## Required action
Write each entry out again exactly, with nothing omitted.

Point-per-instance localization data
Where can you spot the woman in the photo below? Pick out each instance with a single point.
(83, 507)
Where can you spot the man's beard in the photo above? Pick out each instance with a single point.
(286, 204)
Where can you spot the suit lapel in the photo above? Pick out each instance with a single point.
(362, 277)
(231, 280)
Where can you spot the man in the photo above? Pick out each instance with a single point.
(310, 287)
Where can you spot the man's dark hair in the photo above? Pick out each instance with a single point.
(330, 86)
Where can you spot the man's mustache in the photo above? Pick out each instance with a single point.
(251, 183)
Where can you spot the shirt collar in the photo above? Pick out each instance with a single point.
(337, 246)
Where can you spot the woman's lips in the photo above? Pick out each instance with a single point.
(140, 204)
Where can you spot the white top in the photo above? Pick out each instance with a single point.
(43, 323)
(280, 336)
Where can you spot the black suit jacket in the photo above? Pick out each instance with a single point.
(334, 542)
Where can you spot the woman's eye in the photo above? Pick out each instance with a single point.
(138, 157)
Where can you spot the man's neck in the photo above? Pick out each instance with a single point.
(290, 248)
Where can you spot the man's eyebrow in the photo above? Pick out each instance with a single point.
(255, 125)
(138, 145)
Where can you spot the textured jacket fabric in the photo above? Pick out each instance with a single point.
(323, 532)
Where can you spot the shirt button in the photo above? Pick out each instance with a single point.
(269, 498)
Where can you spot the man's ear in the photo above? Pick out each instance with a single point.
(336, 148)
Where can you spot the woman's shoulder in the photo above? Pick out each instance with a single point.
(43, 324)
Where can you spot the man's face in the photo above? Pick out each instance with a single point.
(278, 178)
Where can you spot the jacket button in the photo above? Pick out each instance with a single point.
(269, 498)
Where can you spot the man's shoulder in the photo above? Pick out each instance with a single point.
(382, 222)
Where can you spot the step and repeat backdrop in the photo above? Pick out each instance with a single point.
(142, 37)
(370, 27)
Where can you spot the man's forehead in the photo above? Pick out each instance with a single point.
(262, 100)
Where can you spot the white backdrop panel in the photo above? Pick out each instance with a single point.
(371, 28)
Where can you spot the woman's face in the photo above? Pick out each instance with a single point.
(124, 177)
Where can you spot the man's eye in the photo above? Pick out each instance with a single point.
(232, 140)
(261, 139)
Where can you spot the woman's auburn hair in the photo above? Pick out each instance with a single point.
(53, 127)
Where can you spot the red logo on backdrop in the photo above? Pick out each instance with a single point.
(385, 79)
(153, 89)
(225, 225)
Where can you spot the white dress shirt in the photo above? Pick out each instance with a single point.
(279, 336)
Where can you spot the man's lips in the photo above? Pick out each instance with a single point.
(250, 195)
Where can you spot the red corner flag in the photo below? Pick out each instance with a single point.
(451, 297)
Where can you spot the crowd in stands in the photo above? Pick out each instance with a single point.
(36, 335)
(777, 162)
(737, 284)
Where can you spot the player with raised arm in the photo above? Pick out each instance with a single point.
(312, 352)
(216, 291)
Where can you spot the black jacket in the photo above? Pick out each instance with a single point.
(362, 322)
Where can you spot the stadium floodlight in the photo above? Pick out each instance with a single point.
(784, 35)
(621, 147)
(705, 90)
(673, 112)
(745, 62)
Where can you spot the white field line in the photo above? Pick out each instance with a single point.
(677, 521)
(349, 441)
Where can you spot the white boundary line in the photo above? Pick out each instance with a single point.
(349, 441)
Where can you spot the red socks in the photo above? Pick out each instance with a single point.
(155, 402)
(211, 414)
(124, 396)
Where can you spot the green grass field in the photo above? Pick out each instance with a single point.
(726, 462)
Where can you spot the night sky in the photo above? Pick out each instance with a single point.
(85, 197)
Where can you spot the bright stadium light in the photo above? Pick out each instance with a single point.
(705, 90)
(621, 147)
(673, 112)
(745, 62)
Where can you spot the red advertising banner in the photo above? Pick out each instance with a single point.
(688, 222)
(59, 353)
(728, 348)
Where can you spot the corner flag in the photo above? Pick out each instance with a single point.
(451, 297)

## Response to the task
Where can you spot the woman in the photo below? Pick out each instance with a single point.
(83, 507)
Where can you spot the man's beard in the photo above? Pick out each instance with a single point.
(286, 204)
Where can you spot the suit lapel in the photo above? Pick out each instance with a single point.
(362, 277)
(231, 280)
Where can you spot the man in the photo above? Pick out each instance with a single point.
(310, 287)
Where can you spot the man's dark hair in the photo above? Pick out each instance with a single point.
(330, 86)
Where can you spot the man's mustache in the photo above? Pick out each instance with a single point.
(251, 183)
Where can you spot the shirt collar in the photo above? Pick out each instance with a single point.
(337, 246)
Where can you spot the woman's lips in the photo above? Pick out each instance with a single point.
(140, 204)
Where can you spot the white top in the photo above? Pick out each instance with a single point.
(43, 323)
(280, 336)
Where can you spot the black suit jacket in the photo above? Pick out each instance with a single point.
(334, 542)
Where can you spot the woman's eye in the photo above? Pick out each instance with a single point.
(138, 157)
Where can you spot the man's neck in the photo above? Pick out each instance with a single point.
(290, 248)
Where can you spot the man's eyebrow in the photo above? Pick out each instance with a single point.
(255, 125)
(138, 145)
Where can you spot the textured jacket fabric in the photo above? Pick out each instance with a single point.
(323, 532)
Where can you spot the shirt button in the photo above? Pick out each instance with a single point.
(269, 498)
Where can you spot the man's ear in the photo above? Pick out each instance with a single point.
(336, 148)
Where can you spot the woman's shoulder in the photo above? Pick out each instance with a single point.
(43, 324)
Where can you spot the man's face in the photo above? Pick out each instance with a single point.
(278, 178)
Where can you spot the jacket button in the photo above? Pick out each instance with a single point.
(269, 498)
Where can you spot the man's shoulder in the photo above? Pick out each instance with a single point.
(382, 222)
Where can you spot the step and repeat backdrop in the photo above? Pick out each instance with a single point.
(142, 37)
(370, 27)
Where can you spot the man's forehead in the photo above? Pick out each instance with a single point.
(262, 100)
Where can you spot the white backdrop panel in the photo above? Pick out each instance with a single point.
(371, 28)
Where can you spot the woman's face in the photo above? Pick out each instance with a single point.
(124, 177)
Where can you spot the man's eye in the photo above? Pick out each instance with a single point.
(232, 140)
(261, 139)
Where can you spot the woman's auburn hair in the photo above? Pick out each instance with a single point.
(53, 127)
Where can you spot the red logo on backdrop in the photo above? Pick out each instance with a single point.
(385, 79)
(153, 89)
(225, 225)
Where can you spot the white dress shirt in the photo above? Pick out each instance with a single point.
(279, 336)
Where can you spot the man's lips in the photo above? Pick out each instance with a single point.
(250, 195)
Where can you spot the red corner flag in the photo below? Pick out each instance with a single point.
(451, 297)
Where can you spot the crowd in stands in the photo above? Pick out each instance with a single point.
(36, 335)
(777, 162)
(737, 284)
Where can you spot the player with raised arm in the photo above? Pick out each instance with a single point.
(312, 352)
(216, 291)
Where can you spot the black jacket in the photo above? Pick out each instance with a single point.
(362, 322)
Where can you spot the stadium floodlight in the photo above? Pick out each instance with a single point.
(784, 35)
(621, 147)
(705, 90)
(673, 112)
(745, 62)
Where can you spot the white field line in the photo above? Pick out each instance with a single point.
(677, 521)
(349, 441)
Where can you spot the white boundary line in the photo above? Pick out each instance with a single point.
(349, 441)
Where can you spot the red socks in the photo above? Pick out each instance with a single point.
(155, 402)
(211, 414)
(124, 396)
Where can you spot the green grass field in the photo above? Pick out each instance with a single point.
(726, 462)
Where can you spot the night sky in the photo above? Pick out each instance with a single point.
(85, 197)
Where can you spot the bright stadium light in the photo above? Pick out each instance with a single point.
(705, 90)
(621, 147)
(673, 112)
(745, 62)
Where can you spot the red advertising banner in the photo above? Pick out each instance with a single point.
(688, 222)
(59, 353)
(728, 348)
Where can you spot the corner flag in the photo above? Pick out each instance with a single point.
(451, 297)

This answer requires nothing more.